===== Excerpted passage

A report on the solvency of Social Security gets released every year. This year the report concludes the program will be unable to pay full benefits starting in 2036 and things will get worse from there unless changes are made. From CNN:
If Congress doesn’t act soon, tens of millions of Americans will only receive about three-quarters of their Social Security benefits when they retire.
Social Security’s trust funds will be tapped out by 2035, according to an annual report released Monday by trustees of the government’s two largest entitlement programs, the other being Medicare. That’s one year later than last year’s report projected…
Also, for the first time since 1982, Social Security’s total cost is expected to exceed its total income in 2020 and continue that way through 2093. This is two years later than projected in last year’s report.
The NY Times framed the coming insolvency of the program as part of an ongoing partisan battle in Congress between those who want to cut benefits and those who want to raise taxes:
Democrats played down the need for significant changes to the programs, which they created and have sought to protect. They said cuts to benefits would be unacceptable after waves of tax cuts under President George W. Bush and President Trump.
Lawmakers have been struggling to come to grips with a solution for the country’s eroding entitlement programs, which have for years been at the center of a political tug of war between Republicans and Democrats…
In January, Democrats announced a bill which would expand Social Security modestly and raise taxes to pay for it.
The Social Security 2100 Act calls for an across-the-board benefit increase equal to about 2% of the average benefit, along with a cost-of-living adjustment, or COLA, that would better account for the actual costs faced by seniors, according to its backers. The bill also would set a higher minimum benefit, putting it at 25% above the poverty line, and cut taxes for an estimated 12 million Social Security recipients by lifting the income thresholds for when they have to pay taxes on benefits.
To boost funding for the program, the act plans an increase in the contribution rate so workers and employers pay 7.4% by 2043, up from 6.2% today.
The alternative to higher taxes is benefit cuts, but those cuts are unpopular according to polls, even among Republicans. That fact that no solution to this problem is popular with the electorate is why the problem persists.
Maya MacGuineas of the Committee for a Responsible Federal Budget tells the NY Times, “That fact that we now can’t guarantee full benefits to current retirees is completely unacceptable, and it should be cause enough for every policymaker to rally around solutions to restore solvency to those programs.”

==========
===== Excerpted records

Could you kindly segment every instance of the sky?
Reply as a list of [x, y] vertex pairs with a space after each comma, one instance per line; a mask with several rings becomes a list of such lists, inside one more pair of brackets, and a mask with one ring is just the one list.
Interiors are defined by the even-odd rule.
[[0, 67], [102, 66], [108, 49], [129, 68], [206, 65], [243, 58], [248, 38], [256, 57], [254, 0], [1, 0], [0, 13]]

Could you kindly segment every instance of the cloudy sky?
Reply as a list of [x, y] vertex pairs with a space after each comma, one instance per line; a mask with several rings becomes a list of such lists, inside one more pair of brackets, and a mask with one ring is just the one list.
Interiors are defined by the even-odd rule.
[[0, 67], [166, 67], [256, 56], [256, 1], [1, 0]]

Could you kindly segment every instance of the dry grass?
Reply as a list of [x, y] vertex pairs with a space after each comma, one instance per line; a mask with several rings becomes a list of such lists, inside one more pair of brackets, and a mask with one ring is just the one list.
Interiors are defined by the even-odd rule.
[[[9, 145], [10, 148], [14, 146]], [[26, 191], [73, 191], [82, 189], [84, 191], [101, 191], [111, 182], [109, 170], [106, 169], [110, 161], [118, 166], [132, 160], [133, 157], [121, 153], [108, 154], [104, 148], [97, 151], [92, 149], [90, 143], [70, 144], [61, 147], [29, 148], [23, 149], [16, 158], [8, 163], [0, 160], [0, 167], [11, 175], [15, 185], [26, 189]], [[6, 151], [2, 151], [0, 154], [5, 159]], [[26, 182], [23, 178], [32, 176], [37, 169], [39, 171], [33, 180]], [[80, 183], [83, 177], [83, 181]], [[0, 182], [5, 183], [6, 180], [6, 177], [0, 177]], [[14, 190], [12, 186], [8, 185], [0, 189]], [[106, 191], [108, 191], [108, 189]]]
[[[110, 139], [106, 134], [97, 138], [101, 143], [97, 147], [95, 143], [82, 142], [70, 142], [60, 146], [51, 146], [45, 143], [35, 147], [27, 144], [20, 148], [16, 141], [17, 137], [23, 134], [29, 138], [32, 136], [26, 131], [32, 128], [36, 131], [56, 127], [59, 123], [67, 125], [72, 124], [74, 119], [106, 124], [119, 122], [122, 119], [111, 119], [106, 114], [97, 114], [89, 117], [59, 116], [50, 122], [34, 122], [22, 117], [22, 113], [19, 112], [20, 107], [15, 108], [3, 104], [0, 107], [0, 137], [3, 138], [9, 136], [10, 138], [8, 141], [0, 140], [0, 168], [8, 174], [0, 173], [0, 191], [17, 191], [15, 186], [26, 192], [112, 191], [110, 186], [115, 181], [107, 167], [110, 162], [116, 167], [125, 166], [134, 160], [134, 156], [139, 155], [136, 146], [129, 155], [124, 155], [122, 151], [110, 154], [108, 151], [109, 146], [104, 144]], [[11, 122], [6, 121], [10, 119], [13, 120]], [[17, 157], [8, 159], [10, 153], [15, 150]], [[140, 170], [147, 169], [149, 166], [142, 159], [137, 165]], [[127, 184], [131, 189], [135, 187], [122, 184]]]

==========

§ Set of tasks
A. Name every change to Social Security that the article says the Social Security 2100 Act calls for or plans.
B. Rewrite the paragraph of the Social Security article that begins "Democrats played down the need" in one shorter sentence that keeps its main facts.

§ Answers to this exercise
A.
- An across-the-board benefit increase equal to about 2% of the average benefit
- A cost-of-living adjustment (COLA) that would better account for the actual costs faced by seniors
- A higher minimum benefit, set at 25% above the poverty line
- A tax cut for an estimated 12 million Social Security recipients, made by lifting the income thresholds for when they have to pay taxes on benefits
- An increase in the contribution rate so workers and employers pay 7.4% by 2043, up from 6.2% today

B. Democrats, who created and have sought to protect the programs, played down the need for significant changes and called benefit cuts unacceptable after waves of tax cuts under Presidents George W. Bush and Trump.